_Texte à examiner_.
* * * *
5. Aux termes de l'article L. 423-7 du code l'entrée et du séjour des étrangers et du droit d'asile : " L'étranger qui est père ou mère d'un enfant français mineur résidant en France et qui établit contribuer effectivement à l'entretien et à l'éducation de l'enfant dans les conditions prévues par l'article 371-2 du code civil, depuis la naissance de celui-ci ou depuis au moins deux ans, se voit délivrer une carte de séjour temporaire portant la mention " vie privée et familiale " d'une durée d'un an, sans que soit opposable la condition prévue à l'article L. 412-1. ". Aux termes de l'article 371-2 du code civil : " Chacun des parents contribue à l'entretien et à l'éducation des enfants à proportion de ses ressources, de celles de l'autre parent, ainsi que des besoins de l'enfant. (...) ".
6. Il ressort des pièces du dossier que M. A... D... est marié, depuis le
8 août 2015, à une ressortissante française, Mme E..., avec laquelle il a vécu jusqu'en 2017 avant que le couple ne se sépare. Il est père de deux enfants issus de deux autres relations avec des ressortissantes françaises, C... né le 5 juillet 2018 et Lily née le
10 janvier 2022. Les pièces produites, pour certaines datées de 2019, pour d'autres postérieures à la décision en litige, ne sont pas suffisantes pour démontrer une participation à l'entretien et l'éducation de ses enfants. Il ne démontre avoir versé une pension à son ancienne compagne pour son fils C... qu'à compter de novembre 2021 alors que ce dernier était déjà âgé de plus de trois ans, et il ressort de l'attestation de la directrice de l'école que ses droits parentaux ont été suspendus au cours de l'année 2022 à la suite d'une information préoccupante ayant conduit à une ordonnance de protection. S'il se prévaut de deux jugements du juge aux affaires familiales lui accordant un droit de visite pour chacun de ses enfants dans un lieu neutre, ces décisions sont postérieures à l'arrêté en litige. Dans ces conditions, la décision refusant de lui accorder un titre de séjour ne méconnaît pas les dispositions de l'article L. 423-7 du code de l'entrée et du séjour des étrangers et du droit d'asile. Il résulte de l'instruction que le préfet de la Dordogne aurait pris la même décision s'il s'était fondé sur ce seul motif.
* * * *
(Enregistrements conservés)

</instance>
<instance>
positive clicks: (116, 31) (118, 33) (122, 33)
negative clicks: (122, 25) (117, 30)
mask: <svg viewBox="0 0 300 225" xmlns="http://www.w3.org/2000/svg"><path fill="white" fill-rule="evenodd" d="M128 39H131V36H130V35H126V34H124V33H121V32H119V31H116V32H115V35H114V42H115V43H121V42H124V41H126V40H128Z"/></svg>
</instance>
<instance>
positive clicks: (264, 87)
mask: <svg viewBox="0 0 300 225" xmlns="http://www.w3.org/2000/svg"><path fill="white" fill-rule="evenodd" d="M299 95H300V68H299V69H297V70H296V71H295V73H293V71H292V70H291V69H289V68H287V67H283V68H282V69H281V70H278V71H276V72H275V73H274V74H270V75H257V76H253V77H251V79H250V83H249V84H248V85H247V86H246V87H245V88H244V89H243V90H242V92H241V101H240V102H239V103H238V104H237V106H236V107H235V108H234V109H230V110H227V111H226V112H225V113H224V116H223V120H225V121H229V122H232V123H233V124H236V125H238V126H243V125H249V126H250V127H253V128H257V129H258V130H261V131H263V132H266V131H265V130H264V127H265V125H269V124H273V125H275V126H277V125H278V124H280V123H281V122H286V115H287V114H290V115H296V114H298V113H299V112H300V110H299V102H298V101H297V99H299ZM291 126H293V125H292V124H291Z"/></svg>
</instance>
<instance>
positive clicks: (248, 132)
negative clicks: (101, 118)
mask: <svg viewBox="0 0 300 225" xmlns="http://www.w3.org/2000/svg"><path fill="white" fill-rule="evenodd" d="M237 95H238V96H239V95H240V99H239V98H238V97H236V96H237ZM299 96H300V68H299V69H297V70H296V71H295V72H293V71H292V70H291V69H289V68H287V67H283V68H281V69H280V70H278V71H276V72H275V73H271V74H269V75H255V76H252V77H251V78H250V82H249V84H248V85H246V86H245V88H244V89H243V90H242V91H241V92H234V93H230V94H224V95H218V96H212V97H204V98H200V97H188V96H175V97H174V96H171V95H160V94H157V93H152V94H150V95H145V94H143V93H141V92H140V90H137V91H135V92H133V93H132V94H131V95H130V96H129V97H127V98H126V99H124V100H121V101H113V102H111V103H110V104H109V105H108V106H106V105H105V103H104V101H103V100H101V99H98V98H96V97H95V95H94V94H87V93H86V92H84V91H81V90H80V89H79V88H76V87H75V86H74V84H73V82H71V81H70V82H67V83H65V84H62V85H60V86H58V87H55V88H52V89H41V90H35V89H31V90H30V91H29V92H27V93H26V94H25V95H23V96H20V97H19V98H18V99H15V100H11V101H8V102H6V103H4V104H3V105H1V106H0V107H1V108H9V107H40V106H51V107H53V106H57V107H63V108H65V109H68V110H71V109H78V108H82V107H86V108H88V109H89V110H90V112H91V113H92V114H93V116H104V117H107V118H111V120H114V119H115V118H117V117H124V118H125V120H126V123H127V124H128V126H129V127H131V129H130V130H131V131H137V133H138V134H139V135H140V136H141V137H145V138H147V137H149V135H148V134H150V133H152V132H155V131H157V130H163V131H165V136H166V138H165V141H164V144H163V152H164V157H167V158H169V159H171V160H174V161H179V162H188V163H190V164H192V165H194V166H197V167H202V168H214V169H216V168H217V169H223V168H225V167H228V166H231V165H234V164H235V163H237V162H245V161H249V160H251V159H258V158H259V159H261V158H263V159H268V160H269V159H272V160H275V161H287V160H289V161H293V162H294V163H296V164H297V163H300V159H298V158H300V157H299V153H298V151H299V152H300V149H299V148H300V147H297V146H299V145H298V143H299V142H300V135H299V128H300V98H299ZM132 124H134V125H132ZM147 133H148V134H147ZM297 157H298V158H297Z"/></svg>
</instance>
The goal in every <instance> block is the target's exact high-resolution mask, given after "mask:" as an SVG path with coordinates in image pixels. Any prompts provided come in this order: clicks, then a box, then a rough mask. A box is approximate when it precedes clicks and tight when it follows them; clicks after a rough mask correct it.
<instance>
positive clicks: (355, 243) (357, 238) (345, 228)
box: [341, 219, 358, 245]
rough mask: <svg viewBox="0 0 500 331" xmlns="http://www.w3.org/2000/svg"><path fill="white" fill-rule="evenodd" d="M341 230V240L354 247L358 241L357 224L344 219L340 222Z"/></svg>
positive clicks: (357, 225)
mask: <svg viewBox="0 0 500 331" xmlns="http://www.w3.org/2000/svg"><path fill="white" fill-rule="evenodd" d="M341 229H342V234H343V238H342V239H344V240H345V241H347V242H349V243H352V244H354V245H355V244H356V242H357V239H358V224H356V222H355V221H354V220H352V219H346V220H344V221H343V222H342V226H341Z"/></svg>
* * * *
_Exercices proposés_.
1) Selon le texte à examiner, depuis quelle date M. A... D... est-il marié à une ressortissante française ?
2) Reproduisez à l'identique tout ce qui va de la ligne contenant « rough mask: <svg » jusqu'à la fin de la liste, ces deux bornes comprises.

_Corrigés_.
1) Depuis le 8 août 2015.

2)
rough mask: <svg viewBox="0 0 500 331" xmlns="http://www.w3.org/2000/svg"><path fill="white" fill-rule="evenodd" d="M341 230V240L354 247L358 241L357 224L344 219L340 222Z"/></svg>
positive clicks: (357, 225)
mask: <svg viewBox="0 0 500 331" xmlns="http://www.w3.org/2000/svg"><path fill="white" fill-rule="evenodd" d="M341 229H342V234H343V238H342V239H344V240H345V241H347V242H349V243H352V244H354V245H355V244H356V242H357V239H358V224H356V222H355V221H354V220H352V219H346V220H344V221H343V222H342V226H341Z"/></svg>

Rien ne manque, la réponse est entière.